Location identification entries
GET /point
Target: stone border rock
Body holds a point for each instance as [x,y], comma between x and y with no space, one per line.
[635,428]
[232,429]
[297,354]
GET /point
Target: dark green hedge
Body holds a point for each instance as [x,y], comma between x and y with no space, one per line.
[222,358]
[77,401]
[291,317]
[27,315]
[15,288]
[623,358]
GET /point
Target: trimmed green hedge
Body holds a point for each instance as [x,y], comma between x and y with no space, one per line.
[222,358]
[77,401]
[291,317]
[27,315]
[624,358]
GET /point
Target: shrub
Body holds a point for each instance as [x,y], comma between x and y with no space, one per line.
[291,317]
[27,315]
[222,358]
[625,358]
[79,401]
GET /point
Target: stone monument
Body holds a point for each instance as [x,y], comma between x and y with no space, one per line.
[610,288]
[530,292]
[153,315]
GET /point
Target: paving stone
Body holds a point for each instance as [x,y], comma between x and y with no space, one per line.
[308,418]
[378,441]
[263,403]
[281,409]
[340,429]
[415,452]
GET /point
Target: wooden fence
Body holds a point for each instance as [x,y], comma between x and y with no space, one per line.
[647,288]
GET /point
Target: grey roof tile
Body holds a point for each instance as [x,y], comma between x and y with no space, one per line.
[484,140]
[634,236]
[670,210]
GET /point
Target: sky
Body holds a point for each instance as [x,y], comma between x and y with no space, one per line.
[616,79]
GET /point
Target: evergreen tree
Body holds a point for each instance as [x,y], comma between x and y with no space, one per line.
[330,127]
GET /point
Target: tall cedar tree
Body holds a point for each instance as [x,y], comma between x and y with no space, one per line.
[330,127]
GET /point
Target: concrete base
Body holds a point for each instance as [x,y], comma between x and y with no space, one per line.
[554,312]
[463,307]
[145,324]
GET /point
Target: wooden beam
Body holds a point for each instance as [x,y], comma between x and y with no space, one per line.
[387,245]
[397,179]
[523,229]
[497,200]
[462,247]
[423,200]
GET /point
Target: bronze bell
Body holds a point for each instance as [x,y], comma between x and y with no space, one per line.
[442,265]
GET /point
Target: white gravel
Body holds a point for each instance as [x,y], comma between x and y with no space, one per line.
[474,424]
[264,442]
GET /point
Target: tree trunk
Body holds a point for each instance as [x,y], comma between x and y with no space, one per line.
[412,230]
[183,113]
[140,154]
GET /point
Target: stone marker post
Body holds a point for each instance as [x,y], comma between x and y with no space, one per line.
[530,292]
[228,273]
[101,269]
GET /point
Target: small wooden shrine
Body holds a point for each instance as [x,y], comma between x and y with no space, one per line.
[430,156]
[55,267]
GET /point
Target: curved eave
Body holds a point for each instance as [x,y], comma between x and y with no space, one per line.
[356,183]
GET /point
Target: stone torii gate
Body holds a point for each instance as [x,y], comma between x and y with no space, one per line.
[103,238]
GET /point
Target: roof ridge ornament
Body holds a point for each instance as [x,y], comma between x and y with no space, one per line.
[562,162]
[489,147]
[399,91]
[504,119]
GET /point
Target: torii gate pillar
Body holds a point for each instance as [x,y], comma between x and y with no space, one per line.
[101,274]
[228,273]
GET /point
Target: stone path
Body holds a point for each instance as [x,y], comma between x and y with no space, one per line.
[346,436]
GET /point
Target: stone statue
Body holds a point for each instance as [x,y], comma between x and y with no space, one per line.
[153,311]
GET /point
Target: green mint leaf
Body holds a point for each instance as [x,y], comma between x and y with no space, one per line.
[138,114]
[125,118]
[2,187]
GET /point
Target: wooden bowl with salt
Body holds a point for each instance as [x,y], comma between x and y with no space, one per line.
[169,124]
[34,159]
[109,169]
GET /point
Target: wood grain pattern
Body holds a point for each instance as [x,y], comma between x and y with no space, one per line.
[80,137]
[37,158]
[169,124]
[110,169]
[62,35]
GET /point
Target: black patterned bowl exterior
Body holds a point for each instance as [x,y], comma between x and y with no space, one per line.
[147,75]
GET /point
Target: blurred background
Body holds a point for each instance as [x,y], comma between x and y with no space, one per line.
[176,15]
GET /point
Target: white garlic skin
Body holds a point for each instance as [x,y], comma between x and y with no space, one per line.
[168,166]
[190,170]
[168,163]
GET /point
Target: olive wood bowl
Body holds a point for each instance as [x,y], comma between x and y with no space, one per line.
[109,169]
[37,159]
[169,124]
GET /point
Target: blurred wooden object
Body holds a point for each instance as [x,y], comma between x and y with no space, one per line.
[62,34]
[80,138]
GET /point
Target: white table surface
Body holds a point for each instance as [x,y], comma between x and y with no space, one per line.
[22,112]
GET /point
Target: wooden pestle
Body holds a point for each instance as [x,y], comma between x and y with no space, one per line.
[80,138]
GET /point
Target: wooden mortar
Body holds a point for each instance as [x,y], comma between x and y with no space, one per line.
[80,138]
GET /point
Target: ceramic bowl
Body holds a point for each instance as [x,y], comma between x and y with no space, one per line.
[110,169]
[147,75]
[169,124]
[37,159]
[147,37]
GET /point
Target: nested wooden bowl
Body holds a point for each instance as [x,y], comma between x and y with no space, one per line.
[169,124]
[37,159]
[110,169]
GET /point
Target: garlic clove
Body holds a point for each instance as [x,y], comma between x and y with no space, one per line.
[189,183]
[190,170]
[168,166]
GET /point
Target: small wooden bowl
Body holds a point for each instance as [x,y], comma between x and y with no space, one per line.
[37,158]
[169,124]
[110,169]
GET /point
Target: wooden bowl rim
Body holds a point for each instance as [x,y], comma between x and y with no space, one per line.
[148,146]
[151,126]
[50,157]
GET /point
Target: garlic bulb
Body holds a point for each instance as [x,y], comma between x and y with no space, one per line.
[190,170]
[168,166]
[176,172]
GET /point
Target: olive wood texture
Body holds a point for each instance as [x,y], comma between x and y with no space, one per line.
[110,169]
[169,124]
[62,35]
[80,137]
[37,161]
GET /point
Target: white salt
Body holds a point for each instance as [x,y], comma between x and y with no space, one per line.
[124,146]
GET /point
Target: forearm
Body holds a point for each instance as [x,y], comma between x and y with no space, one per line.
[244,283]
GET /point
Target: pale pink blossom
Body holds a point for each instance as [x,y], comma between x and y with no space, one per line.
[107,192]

TASK: Repeat the records above exactly, leaving none out.

FULL OUTPUT:
GET /point
Target: stone border rock
Body holds a point for each instance as [x,y], comma between x and y with no space, one per line.
[635,428]
[232,429]
[297,354]
GET /point
Target: dark green hedge
Body holds a point for each instance as [x,y], comma between x and y with no space, one per line.
[222,358]
[77,401]
[291,317]
[27,315]
[15,288]
[623,358]
GET /point
Target: trimmed green hedge
Body holds a point for each instance as [x,y], comma between x and y with no space, one per line.
[222,358]
[77,401]
[291,317]
[27,315]
[624,358]
GET /point
Target: shrub
Body holds a point for each instance as [x,y], comma between x and y with no space, one per line.
[291,317]
[27,315]
[222,358]
[625,358]
[79,401]
GET /point
Target: stone monument
Body holds a point for each instance as [x,y], comma between x and y with no space, one per line.
[610,288]
[530,292]
[153,315]
GET /point
Target: paving stone
Body holds a point for each instance as [x,y], comma between x and y with no space, one per line.
[308,418]
[378,441]
[263,403]
[281,409]
[340,429]
[415,452]
GET /point
Target: wooden fence
Body holds a point for each instance as [x,y], comma between x and y with no space, one per line.
[647,288]
GET /point
Target: grey roof tile
Body holds a point for each instance as [x,y], comma between x and y with no space, one per line.
[484,140]
[634,236]
[670,210]
GET /point
Target: sky
Body holds a point for each instance as [x,y], comma between x and y with no space, one per line.
[616,79]
GET /point
Target: evergreen tree
Body holds a point for each instance as [x,y], comma between x and y with no space, one per line.
[330,127]
GET /point
Target: tall cedar tree
Body holds a point for each instance as [x,y], comma between x and y with no space, one per line.
[330,127]
GET /point
Target: concrete base
Body holds a point for each instance as [x,y], comma between x and y with no space, one per line.
[554,312]
[463,307]
[145,324]
GET /point
Target: wooden beam
Body holds a point for each instance as [x,y], comma between x and y with no space, one per line.
[387,245]
[397,179]
[523,229]
[497,200]
[462,247]
[423,200]
GET /point
Target: bronze bell
Body holds a point for each instance as [x,y], comma between x and y with no space, one per line.
[442,265]
GET /point
Target: white gravel
Body holds a point for each instance as [x,y], comma between x and y with no space, one per line.
[474,424]
[264,442]
GET /point
Target: tree trunk
Body holds a point for each instance as [x,y], comma between x and y with no space, one per line.
[412,230]
[183,113]
[140,154]
GET /point
Target: stone marker post
Body holds a point for each instance as [x,y], comma between x and y with no space, one per line.
[530,292]
[228,273]
[101,269]
GET /point
Target: small wooden shrine
Body holds a point for each instance as [x,y], comma between x and y with no space, one per line.
[430,156]
[55,267]
GET /point
Target: curved eave
Body holds a point for each instance as [x,y], comma between x and y with no space, one per line.
[356,183]
GET /point
Target: stone torii gate
Body holds a point for each instance as [x,y], comma between x and y with no space, one per line.
[103,238]
GET /point
Target: roof ridge ornament
Body holds a point for each instance as [x,y], comma between x and y with no space, one per line.
[562,162]
[489,147]
[399,91]
[504,119]
GET /point
Target: torii gate pillar
Body holds a point for each instance as [x,y], comma between x and y with no space, one per line.
[101,274]
[228,273]
GET /point
Target: stone path
Body holds a point for each instance as [x,y], comma between x and y with no space, one per line.
[346,436]
GET /point
Target: stone statue
Body holds a point for each instance as [x,y], comma between x and y with no space, one per line.
[153,311]
GET /point
Target: green mint leaf
Body holds a point for each instance as [x,y], comma between x and y with no space, one per line.
[138,114]
[125,118]
[2,187]
GET /point
Target: wooden bowl with salt
Body holds a point for each instance as [x,y], comma between x and y with no space, one per line.
[169,124]
[34,159]
[109,169]
GET /point
Target: wood grain pattern
Body holds a point for each instance as [x,y], comma between x and y with no space, one per line.
[80,137]
[37,158]
[169,124]
[110,169]
[62,35]
GET /point
Target: black patterned bowl exterior
Body holds a point for each instance as [x,y], comma between x and y with no space, one per line.
[147,75]
GET /point
Target: blurred background
Body holds a point for each instance as [x,y], comma between x and y with no space, one per line.
[176,15]
GET /point
Target: white garlic skin
Body holds a point for each instance as [x,y], comma between x and y with no space, one per line.
[168,166]
[190,170]
[168,163]
GET /point
Target: olive wood bowl
Body holds a point for each instance as [x,y], comma between x and y with no space, one per line.
[109,169]
[37,159]
[169,124]
GET /point
Target: blurred wooden object
Body holds a point for each instance as [x,y], comma between x and y with no space, one per line.
[62,34]
[80,138]
GET /point
Target: white table surface
Body holds a point for each instance as [x,y], comma between x and y with no space, one per line.
[22,112]
GET /point
Target: wooden pestle
Body holds a point for each instance as [x,y], comma between x and y with no space, one per line.
[80,138]
GET /point
Target: wooden mortar
Body holds a point for each instance as [x,y], comma between x and y with no space, one per line.
[80,138]
GET /point
Target: ceramic bowl
Body holds a point for each instance as [x,y], comma between x and y with no space, one per line.
[110,169]
[147,75]
[169,124]
[37,159]
[147,37]
GET /point
Target: nested wooden bowl
Body holds a point for each instance as [x,y], comma between x and y with no space, one per line.
[169,124]
[37,159]
[110,169]
GET /point
Target: garlic clove
Body holds a point for each instance as [x,y], comma between x and y with no space, one per line.
[189,183]
[190,170]
[168,166]
GET /point
Target: small wooden bowl
Body holds a point for each instance as [x,y], comma between x and y with no space, one per line.
[37,158]
[169,124]
[110,169]
GET /point
Target: wooden bowl rim
Body holds a point for each instance as [x,y], comma between x and y with no space, one per line.
[148,146]
[151,126]
[50,157]
GET /point
Target: garlic bulb
Body holds a point for each instance as [x,y], comma between x and y with no space, one per line.
[190,170]
[168,166]
[176,172]
GET /point
Target: olive wood texture
Body holds a point for each instance as [x,y], comma between x and y with no space, one per line.
[110,169]
[169,124]
[62,35]
[80,137]
[37,161]
GET /point
Target: white salt
Body holds a point for each instance as [x,y], comma between x and y with no space, one per line.
[124,146]
GET /point
Target: forearm
Body holds a point for each instance as [x,y], comma between x and y with no space, one per line.
[244,283]
GET /point
Target: pale pink blossom
Body holds a point for each instance as [x,y], comma between x and y with no space, one per line.
[107,192]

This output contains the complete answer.